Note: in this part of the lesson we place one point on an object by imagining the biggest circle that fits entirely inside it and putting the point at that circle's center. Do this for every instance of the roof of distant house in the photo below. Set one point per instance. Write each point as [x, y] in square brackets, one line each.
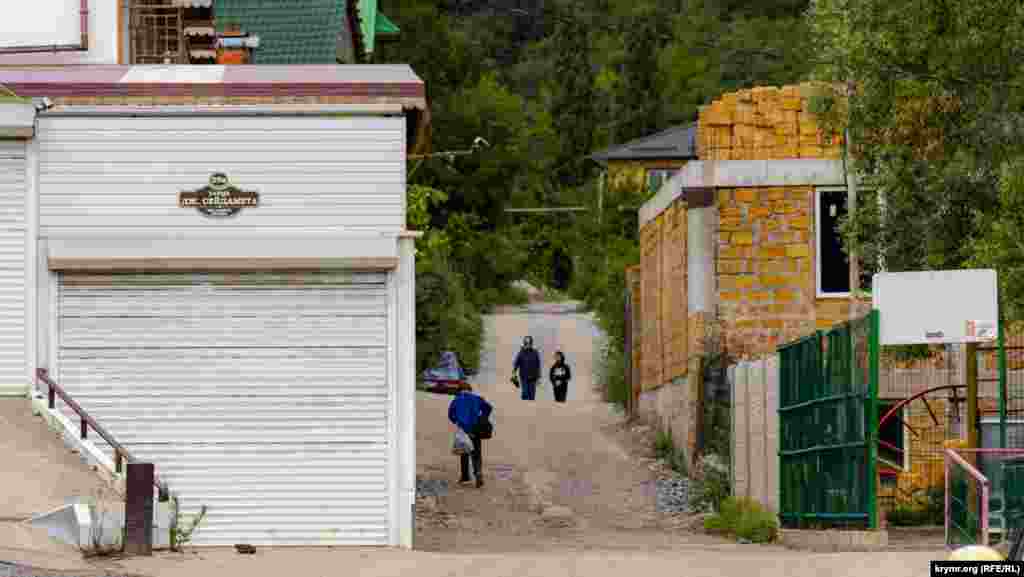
[676, 142]
[352, 83]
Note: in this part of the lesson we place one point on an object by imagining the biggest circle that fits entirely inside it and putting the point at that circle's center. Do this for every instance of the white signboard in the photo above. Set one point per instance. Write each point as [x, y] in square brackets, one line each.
[42, 23]
[936, 306]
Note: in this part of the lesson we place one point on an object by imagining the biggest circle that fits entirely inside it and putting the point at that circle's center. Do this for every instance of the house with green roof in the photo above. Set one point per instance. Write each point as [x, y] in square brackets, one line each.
[317, 32]
[177, 32]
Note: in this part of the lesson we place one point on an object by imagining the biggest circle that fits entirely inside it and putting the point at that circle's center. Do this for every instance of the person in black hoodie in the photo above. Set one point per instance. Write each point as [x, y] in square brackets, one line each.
[560, 375]
[527, 365]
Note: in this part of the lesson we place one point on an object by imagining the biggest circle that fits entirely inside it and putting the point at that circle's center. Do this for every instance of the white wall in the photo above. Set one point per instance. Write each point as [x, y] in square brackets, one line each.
[121, 176]
[13, 321]
[58, 22]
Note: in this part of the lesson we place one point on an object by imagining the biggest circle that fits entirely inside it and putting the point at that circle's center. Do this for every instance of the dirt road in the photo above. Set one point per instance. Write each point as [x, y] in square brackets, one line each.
[565, 459]
[571, 461]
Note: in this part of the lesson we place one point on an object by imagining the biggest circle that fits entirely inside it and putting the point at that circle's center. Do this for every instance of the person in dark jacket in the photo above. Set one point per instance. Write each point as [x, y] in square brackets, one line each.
[527, 364]
[465, 411]
[560, 375]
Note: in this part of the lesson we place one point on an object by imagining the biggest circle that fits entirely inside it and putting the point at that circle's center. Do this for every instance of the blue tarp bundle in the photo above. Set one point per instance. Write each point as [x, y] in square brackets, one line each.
[449, 369]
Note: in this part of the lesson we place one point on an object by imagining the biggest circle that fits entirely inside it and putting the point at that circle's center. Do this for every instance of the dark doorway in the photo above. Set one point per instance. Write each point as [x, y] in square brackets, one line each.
[833, 261]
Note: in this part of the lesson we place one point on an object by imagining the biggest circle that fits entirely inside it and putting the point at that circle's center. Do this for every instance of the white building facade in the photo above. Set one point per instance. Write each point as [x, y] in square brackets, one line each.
[228, 289]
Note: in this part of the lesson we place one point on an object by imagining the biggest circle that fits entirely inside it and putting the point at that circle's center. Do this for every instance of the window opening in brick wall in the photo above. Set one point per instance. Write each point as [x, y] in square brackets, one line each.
[893, 444]
[656, 177]
[833, 263]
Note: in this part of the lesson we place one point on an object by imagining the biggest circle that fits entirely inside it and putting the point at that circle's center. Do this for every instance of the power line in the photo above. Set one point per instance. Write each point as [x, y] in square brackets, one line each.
[550, 209]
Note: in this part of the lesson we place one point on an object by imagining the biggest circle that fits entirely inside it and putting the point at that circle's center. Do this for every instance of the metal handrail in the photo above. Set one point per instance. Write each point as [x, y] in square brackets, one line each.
[120, 453]
[951, 455]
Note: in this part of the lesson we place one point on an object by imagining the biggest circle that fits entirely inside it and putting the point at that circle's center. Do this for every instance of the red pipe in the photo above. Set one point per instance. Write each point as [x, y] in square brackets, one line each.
[904, 402]
[82, 46]
[85, 24]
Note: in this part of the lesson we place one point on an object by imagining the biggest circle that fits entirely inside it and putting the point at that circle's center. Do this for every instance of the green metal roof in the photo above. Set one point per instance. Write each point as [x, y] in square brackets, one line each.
[291, 32]
[373, 24]
[301, 32]
[385, 26]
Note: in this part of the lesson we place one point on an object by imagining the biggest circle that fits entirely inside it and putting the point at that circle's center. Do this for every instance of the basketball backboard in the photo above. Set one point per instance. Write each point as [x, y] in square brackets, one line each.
[936, 306]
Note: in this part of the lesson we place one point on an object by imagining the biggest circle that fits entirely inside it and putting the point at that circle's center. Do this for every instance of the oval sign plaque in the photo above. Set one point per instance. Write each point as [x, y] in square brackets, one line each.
[219, 198]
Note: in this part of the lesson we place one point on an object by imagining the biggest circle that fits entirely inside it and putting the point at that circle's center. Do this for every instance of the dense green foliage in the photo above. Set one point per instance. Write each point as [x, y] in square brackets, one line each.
[548, 84]
[931, 95]
[665, 449]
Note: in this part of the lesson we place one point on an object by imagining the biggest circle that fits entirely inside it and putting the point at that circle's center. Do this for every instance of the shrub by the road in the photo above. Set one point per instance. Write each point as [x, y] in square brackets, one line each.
[743, 519]
[710, 484]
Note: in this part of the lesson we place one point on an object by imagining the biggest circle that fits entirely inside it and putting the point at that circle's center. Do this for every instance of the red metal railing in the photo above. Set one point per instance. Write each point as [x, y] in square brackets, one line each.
[120, 453]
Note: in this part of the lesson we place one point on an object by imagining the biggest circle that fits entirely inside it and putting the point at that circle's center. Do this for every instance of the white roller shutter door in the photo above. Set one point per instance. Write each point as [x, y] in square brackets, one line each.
[263, 397]
[13, 364]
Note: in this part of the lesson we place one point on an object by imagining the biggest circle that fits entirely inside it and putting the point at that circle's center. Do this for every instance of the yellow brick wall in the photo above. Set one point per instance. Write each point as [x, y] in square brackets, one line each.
[763, 123]
[634, 286]
[664, 317]
[765, 274]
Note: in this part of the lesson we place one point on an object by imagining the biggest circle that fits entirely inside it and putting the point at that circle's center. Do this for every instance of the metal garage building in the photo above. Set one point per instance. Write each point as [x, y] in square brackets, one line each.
[214, 263]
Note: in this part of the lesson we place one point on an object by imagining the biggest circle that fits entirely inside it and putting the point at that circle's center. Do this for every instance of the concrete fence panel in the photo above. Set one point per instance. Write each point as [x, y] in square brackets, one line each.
[755, 429]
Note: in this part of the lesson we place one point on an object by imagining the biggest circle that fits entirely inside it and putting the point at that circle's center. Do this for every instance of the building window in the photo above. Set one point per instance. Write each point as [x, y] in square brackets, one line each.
[656, 177]
[892, 438]
[833, 264]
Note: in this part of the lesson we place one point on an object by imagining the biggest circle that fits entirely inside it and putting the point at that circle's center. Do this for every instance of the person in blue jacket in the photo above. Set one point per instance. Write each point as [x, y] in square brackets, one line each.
[527, 364]
[465, 411]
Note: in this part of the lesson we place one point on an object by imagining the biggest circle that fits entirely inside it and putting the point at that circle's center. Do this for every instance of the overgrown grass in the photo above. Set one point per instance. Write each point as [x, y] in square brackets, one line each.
[710, 484]
[446, 317]
[510, 295]
[741, 518]
[928, 508]
[665, 449]
[610, 372]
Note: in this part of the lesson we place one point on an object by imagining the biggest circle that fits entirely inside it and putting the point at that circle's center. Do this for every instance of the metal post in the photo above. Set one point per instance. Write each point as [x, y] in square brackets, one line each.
[972, 419]
[138, 509]
[872, 420]
[1004, 390]
[945, 461]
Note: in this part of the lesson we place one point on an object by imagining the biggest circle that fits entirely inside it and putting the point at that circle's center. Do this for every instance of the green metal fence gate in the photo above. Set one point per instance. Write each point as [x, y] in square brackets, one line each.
[828, 426]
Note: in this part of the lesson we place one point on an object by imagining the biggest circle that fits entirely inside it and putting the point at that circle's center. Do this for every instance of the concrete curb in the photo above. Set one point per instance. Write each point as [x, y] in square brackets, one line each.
[834, 541]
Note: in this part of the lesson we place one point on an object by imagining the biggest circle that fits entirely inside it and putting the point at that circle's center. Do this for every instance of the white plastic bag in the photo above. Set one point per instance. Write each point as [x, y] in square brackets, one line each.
[462, 444]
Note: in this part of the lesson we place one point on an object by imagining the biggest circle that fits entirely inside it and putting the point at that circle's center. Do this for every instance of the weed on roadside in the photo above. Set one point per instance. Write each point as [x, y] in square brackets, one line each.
[741, 518]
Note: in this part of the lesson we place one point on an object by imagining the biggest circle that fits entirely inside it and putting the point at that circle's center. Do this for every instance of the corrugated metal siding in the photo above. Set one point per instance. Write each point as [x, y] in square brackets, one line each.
[266, 402]
[330, 173]
[13, 367]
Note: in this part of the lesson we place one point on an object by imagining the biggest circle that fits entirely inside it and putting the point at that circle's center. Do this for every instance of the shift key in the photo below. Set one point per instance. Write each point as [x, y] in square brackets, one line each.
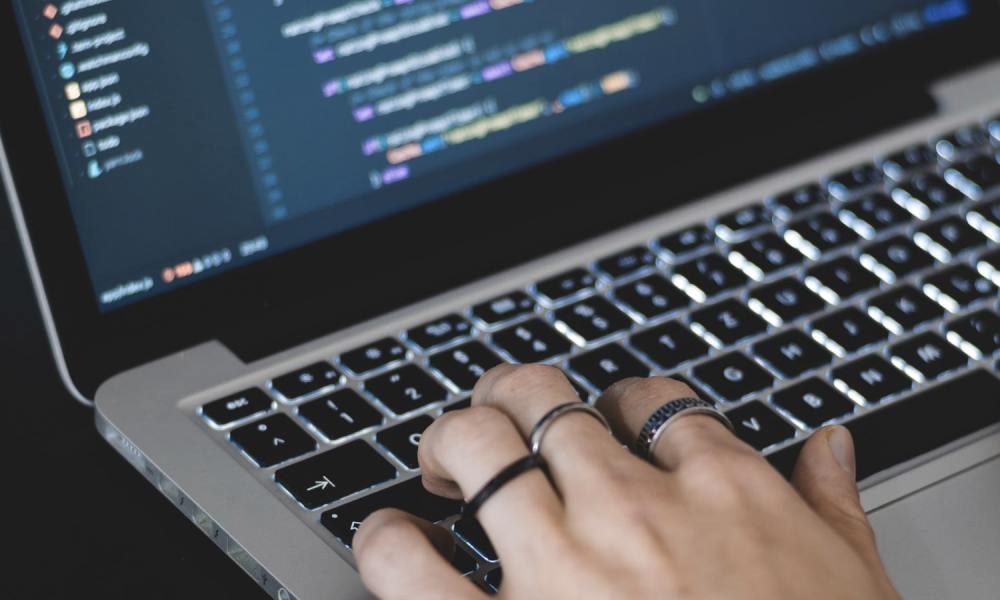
[916, 425]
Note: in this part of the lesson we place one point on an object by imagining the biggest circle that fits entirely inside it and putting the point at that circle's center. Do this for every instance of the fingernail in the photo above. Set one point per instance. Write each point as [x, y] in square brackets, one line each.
[842, 447]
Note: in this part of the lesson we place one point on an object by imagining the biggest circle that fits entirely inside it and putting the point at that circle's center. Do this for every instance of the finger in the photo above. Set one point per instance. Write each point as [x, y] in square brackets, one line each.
[825, 478]
[401, 556]
[468, 448]
[630, 403]
[577, 447]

* [Goal of the exercise]:
Once you find the line containing "the finger in", copy it and every line after it through the end of the records, exactly as they stand.

* [Exercise response]:
Note: in this part of the lesson we place one point on an object by imagining the biggest circle that fits entirely inside it and putting the point at that circle's center. Do this for every instance of the finger in the photo above. Set one point per instance. Write each point as [x, y] in square brackets, one line each.
[825, 478]
[401, 556]
[468, 448]
[630, 403]
[577, 447]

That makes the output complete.